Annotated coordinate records
┌──

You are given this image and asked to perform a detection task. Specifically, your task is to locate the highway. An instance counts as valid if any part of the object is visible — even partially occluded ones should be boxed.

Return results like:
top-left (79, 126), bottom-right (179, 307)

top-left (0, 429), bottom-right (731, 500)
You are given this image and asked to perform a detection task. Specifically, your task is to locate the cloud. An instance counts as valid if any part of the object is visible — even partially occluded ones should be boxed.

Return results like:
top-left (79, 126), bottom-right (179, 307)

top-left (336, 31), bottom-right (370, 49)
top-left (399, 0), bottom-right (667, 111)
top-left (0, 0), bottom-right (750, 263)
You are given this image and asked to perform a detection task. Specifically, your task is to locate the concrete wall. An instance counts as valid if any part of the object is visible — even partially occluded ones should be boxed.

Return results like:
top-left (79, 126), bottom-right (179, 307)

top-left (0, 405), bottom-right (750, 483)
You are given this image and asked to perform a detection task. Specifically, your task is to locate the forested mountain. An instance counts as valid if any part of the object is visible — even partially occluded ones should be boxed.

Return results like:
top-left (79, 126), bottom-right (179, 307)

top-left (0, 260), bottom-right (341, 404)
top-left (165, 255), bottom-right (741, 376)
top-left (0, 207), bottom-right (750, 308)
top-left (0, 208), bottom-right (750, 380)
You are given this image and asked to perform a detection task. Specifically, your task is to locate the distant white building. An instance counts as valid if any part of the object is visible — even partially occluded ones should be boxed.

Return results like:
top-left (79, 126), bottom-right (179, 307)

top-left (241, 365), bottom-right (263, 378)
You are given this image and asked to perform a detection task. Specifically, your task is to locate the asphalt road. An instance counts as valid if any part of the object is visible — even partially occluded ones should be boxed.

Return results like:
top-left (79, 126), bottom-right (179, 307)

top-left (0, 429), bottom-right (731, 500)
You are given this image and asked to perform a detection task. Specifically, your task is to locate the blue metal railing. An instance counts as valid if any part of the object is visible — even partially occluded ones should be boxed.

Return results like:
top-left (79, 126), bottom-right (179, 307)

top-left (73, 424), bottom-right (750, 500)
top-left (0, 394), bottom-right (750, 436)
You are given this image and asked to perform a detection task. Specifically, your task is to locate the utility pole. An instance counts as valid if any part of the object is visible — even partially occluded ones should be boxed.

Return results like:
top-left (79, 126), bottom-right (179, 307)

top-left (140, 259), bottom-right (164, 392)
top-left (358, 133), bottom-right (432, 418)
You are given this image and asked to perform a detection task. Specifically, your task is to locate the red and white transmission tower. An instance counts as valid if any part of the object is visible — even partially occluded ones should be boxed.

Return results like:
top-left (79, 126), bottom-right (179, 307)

└──

* Task prompt: Transcribe all of the material above line for line, changing nothing.

* Task solution:
You are given this image and asked to perform a detection task. Specifically, your task is to locate the highway. An instance counts as valid if any part of the object is visible — even partially occluded ones should be boxed.

Return results like:
top-left (79, 126), bottom-right (179, 307)

top-left (0, 429), bottom-right (731, 500)
You are given this image and asked to perform a detection task. Specifically, your task is to locate the cloud. An instance counts as valid if any part of the object is visible — even partially occluded ones should be boxed.

Return results like:
top-left (79, 126), bottom-right (179, 307)

top-left (336, 31), bottom-right (370, 49)
top-left (399, 0), bottom-right (667, 111)
top-left (0, 0), bottom-right (750, 263)
You are given this image and asked to perform a detection task. Specifically, your task is to locate the concrete wall. An instance counts as valid if any part of the object is visible — even partially occluded ones should be boxed.

Return results like:
top-left (79, 126), bottom-right (179, 307)

top-left (0, 405), bottom-right (750, 483)
You are given this image and asked to perform a detection task. Specifically, your task is to locate the forested mountain. An instance counts as valid if any part of the object is visible — even partially occluded ones should be boxed.

Return results like:
top-left (79, 126), bottom-right (179, 307)

top-left (0, 260), bottom-right (341, 404)
top-left (165, 255), bottom-right (741, 376)
top-left (0, 207), bottom-right (750, 308)
top-left (0, 208), bottom-right (750, 380)
You are given this image and asked to perform a detection task. Specifically, your task is to locate the distant white building. An instance counts as valid if any part of the object is visible — even partially occluded ones should be boxed.

Return results like:
top-left (79, 126), bottom-right (179, 307)

top-left (241, 365), bottom-right (263, 378)
You are given this image and asked to perform a detection task. Specifically, your task is to locate the asphalt road. An instance counts as valid if any part of the object is visible — even partially occluded ones should be boxed.

Return results like:
top-left (79, 126), bottom-right (179, 307)

top-left (0, 429), bottom-right (731, 500)
You are given this image and asked to perform a detection task. Specifically, your task is to locate the blue metal railing. An instance counts as valid if any part of the object is visible — even partially occluded ones should be boxed.

Return results like:
top-left (79, 126), bottom-right (179, 307)

top-left (73, 424), bottom-right (750, 500)
top-left (0, 394), bottom-right (750, 436)
You are given this image and asked to perform a detection task. Specifically, your task is to locate the utility pole. An instance counts as valid if any part of the object is visible — even partially occluded ones should be boxed.

Return results like:
top-left (79, 126), bottom-right (179, 307)

top-left (140, 259), bottom-right (164, 392)
top-left (358, 133), bottom-right (432, 418)
You are given this image and asked to perform a detection task. Specifically, your task is to locate the red and white transmission tower. An instance counts as valid if any part of the object is visible — even partially occluded ones should be boxed.

Return results like:
top-left (79, 126), bottom-right (179, 307)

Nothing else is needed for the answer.